That’s a hard one… Contemporary storytelling is so often gossip-based or personal, that it would be bad manners to reveal it. I’d rather make up a story than upset my friends by telling you their secrets!
How did you research setting?
I took a fortnight’s holiday and walked from the source of the Thames to London. It’s a little over 180 miles. At that point I thought it would be fun to write a story that would start at the source and move downstream as far as the estuary and the sea, but that turned out to be too ambitious. As the story and the characters started to take shape, it was the area around Radcot, Buscot and Kelmscott that called to me most strongly. What I liked about that section is that it is the furthermost spot from the cities of the Thames (Oxford and London) that is still navigable. So it is on the border between the isolated and the active.
Did you visit the places in the novel?
There was the first long walk, then once the setting was established I returned several times. But until the book was finished I never entered the Swan. I had my own idea of it, formed from studying the exterior, and I didn’t want to disrupt that. Once the book was complete and well on the way to publication I went there for lunch, arriving for the first time not on foot but by car, and was astonished – when you approach from the road it looks completely different! I’d only ever seen it from the river!

(Stored records)
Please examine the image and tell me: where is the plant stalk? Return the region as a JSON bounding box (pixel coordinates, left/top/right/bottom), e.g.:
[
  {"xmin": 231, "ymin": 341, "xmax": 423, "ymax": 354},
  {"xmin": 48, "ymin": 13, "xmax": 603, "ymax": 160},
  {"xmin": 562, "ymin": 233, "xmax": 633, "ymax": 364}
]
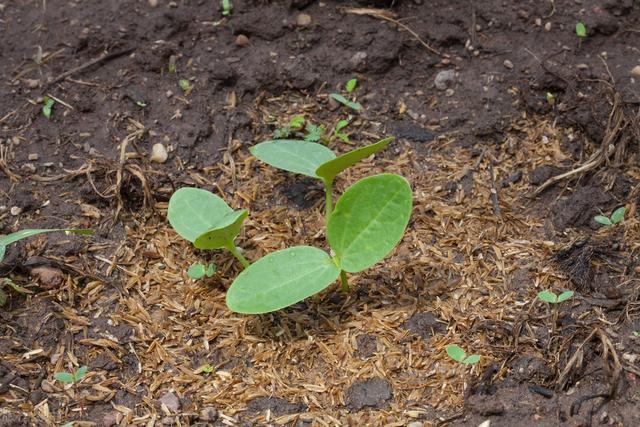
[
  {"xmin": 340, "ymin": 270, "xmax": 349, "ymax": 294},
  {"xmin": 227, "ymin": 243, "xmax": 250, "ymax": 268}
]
---
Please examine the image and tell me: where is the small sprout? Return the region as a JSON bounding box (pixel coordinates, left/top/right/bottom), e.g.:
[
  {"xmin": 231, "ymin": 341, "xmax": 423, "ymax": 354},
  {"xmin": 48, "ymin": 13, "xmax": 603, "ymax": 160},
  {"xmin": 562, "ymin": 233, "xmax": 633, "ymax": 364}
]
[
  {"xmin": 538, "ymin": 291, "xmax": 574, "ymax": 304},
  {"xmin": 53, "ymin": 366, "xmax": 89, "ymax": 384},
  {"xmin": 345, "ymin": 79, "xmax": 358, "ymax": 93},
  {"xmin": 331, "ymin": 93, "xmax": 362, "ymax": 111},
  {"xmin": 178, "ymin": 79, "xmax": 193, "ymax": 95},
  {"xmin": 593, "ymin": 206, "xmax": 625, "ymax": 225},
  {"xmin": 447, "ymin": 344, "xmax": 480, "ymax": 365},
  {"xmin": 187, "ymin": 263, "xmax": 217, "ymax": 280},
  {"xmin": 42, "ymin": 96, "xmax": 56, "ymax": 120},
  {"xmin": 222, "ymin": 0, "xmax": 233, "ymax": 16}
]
==
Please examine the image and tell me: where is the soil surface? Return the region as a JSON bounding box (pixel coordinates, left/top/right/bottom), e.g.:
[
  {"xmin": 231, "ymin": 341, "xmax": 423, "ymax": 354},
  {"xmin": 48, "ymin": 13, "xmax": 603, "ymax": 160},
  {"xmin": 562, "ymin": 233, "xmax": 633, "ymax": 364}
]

REQUIRED TASKS
1. In the interview about the Thames novel, how long is the walk from the source of the Thames to London?
2. According to the interview, why did the stretch around Radcot, Buscot and Kelmscott appeal most strongly? Answer in one to three sentences.
3. Carry the interview about the Thames novel on from its final line.
The entries aren't needed for any of this.

ANSWER SECTION
1. A little over 180 miles.

2. It is the spot farthest from the cities of the Thames, Oxford and London, that is still navigable. That puts it on the border between the isolated and the active.

3.
What did you find out that is not in the novel?
Buscot Park (the model for the Vaughan’s house) was connected with a real-life thriller of a mystery! Florence Bravo, whose parents owned Buscot Park, was suspected of murdering her husband and there are rumours that her parents had to pay off the powers that be to save her from prison. When Florence herself died a few years later she was buried at midnight – presumably to avoid unseemly scenes at the graveside.
Do you have a personal link to the setting/themes in the book?
As a teenager, one of my earliest experiences of independence was being allowed to cycle to Pangbourne and have a picnic by the Thames with a couple of school friends, but that is further downstream. I didn’t know the upper reaches of the Thames at all in those days.
Any tips for travelling to the sites in the book?
Most of Buscot is owned today by the National Trust who maintain it and open it to the public. Buscot Park (the model for the Vaughan’s house) is well worth a visit. Down the road, in Kelmscott, you can visit Kelmscott House where the designer and social activist William Morris lived – it is wonderfully characterful with fabulous textiles and has a mulberry tree in the garden. If you are lucky enough to be there at the right time of year, they make mulberry crumble and serve it in the café. And in Radcot you can have lunch at the Swan Inn. The fish and chips is not at all bad, and they do a very nice ginger beer. In the summer it’s nice to sit outside and watch the river go by. In winter the roaring log fires keep you cosy.
One last thing, there is a website that anyone visiting the Thames (any part of it) would enjoy. It’s called Where Thames Smooth Waters Glide and is here: /thames.me.uk
Your book has a magical atmospheric feel. How did you create this?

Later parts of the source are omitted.